## Objective
Copy every line of the records below word for word, leaving out the pictures.

## Stored records
────
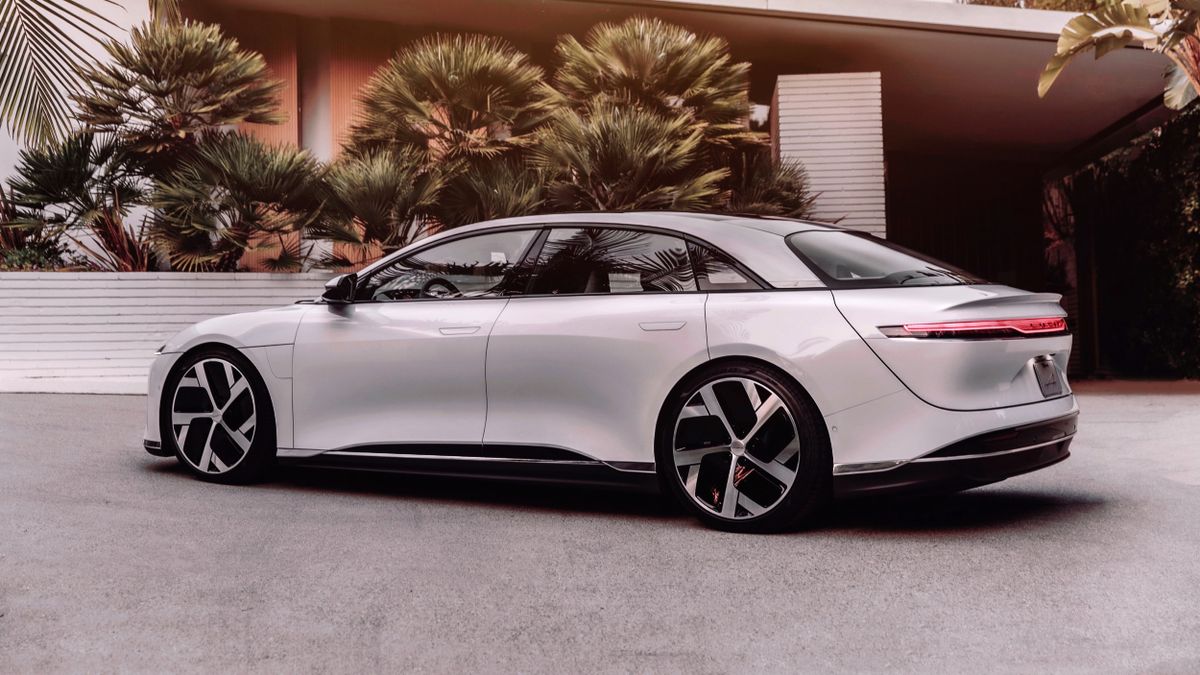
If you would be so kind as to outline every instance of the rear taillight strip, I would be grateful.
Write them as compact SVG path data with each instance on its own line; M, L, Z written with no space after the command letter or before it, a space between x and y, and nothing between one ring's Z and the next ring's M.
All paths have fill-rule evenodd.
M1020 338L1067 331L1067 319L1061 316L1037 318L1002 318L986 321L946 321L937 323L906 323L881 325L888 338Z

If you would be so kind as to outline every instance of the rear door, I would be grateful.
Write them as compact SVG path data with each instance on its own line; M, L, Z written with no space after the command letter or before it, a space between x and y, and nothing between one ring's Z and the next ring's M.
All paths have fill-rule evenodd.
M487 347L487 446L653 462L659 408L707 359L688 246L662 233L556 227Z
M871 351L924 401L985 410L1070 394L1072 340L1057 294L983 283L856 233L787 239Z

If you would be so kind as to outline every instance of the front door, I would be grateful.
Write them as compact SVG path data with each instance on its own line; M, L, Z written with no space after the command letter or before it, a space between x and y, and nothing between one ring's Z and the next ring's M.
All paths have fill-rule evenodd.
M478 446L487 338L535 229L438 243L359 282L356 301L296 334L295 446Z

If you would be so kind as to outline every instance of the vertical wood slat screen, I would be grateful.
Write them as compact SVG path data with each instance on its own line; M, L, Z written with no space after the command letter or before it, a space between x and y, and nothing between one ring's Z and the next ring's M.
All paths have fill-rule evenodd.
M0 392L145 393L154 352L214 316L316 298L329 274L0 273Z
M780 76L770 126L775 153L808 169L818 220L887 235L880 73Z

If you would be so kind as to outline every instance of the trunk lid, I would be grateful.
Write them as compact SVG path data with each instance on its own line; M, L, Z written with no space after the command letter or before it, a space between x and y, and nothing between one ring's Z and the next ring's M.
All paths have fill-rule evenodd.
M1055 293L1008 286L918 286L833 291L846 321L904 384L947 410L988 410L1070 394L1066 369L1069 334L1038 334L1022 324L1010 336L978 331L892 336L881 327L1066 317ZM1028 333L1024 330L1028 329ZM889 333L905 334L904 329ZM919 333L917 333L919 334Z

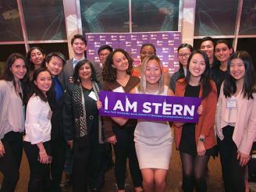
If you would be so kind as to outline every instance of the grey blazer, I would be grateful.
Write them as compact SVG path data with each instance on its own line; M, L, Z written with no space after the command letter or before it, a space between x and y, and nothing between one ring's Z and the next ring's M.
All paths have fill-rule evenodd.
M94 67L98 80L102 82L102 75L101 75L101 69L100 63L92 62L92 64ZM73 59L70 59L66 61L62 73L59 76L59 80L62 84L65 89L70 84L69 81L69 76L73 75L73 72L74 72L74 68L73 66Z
────
## Solution for this exercise
If you would be so kind as to outline every instance of the rear taillight strip, I would be grateful.
Write them as compact SVG path data with each instance on its own line; M, L, Z written with no space after the command letter or before it, a space between x and y, and nothing between one ring's Z and the next ring's M.
All paths have fill-rule evenodd.
M1020 338L1067 331L1067 319L1061 316L1037 318L1002 318L986 321L946 321L937 323L906 323L881 325L888 338Z

If you would be so kind as to outline every instance of the rear door, I would be grateful.
Write them as compact SVG path data with each instance on its own line; M, L, Z written with no space after the command letter or before it, a space between x and y, and nothing between one ring's Z and the next ring's M.
All paths have fill-rule evenodd.
M487 347L487 446L653 462L659 408L707 359L688 246L662 233L556 227Z
M871 351L924 401L985 410L1070 394L1072 340L1057 294L983 283L856 233L787 239Z

If you would be so kind as to outline every instance of the front door, I would be grateful.
Write them as compact SVG path data with each instance on its own line; M, L, Z written with no space after the command letter or before it, a space between x and y, and nothing between one ring's Z and the next ring's M.
All paths have fill-rule evenodd.
M478 446L487 338L535 229L438 243L359 282L356 301L296 334L295 446Z

If you would be so kind as to outline every instance of the vertical wood slat screen, I would be grateful.
Write them as compact SVG path data with each instance on its own line; M, L, Z written with no space after the command letter or before it, a space between x and y, and nothing between one ring's Z and the next ring's M.
All paths have fill-rule evenodd.
M0 392L145 393L154 352L214 316L316 298L329 274L0 273Z
M780 76L770 126L775 153L808 169L818 220L887 235L880 73Z

If you would be so kind as to outline every instance of the trunk lid, I would be grateful.
Write them as compact SVG path data with each instance on its own line; M, L, Z written with no space after the command letter or before it, a space between x and y, and nothing between one ring's Z and the next ring's M.
All paths have fill-rule evenodd.
M1055 293L1008 286L918 286L833 291L846 321L904 384L947 410L988 410L1070 394L1066 369L1069 334L1038 334L1022 324L1010 336L978 331L892 336L881 327L1066 317ZM1028 333L1024 330L1028 329ZM889 333L905 334L904 329ZM919 333L917 333L919 334Z

If you would be so kind as to outline every instance of the grey blazer, I would be grateful.
Write them as compact SVG path data with each instance on its own line; M, L, Z written with no space after the command letter or before it, a space between x and y, and nothing between one ring's Z and the next ring's M.
All paths have fill-rule evenodd.
M94 67L98 80L102 82L102 75L101 75L101 69L100 63L92 62L92 64ZM73 59L70 59L66 61L62 73L59 76L59 80L62 84L65 89L70 84L69 81L69 76L73 75L73 72L74 72L74 68L73 66Z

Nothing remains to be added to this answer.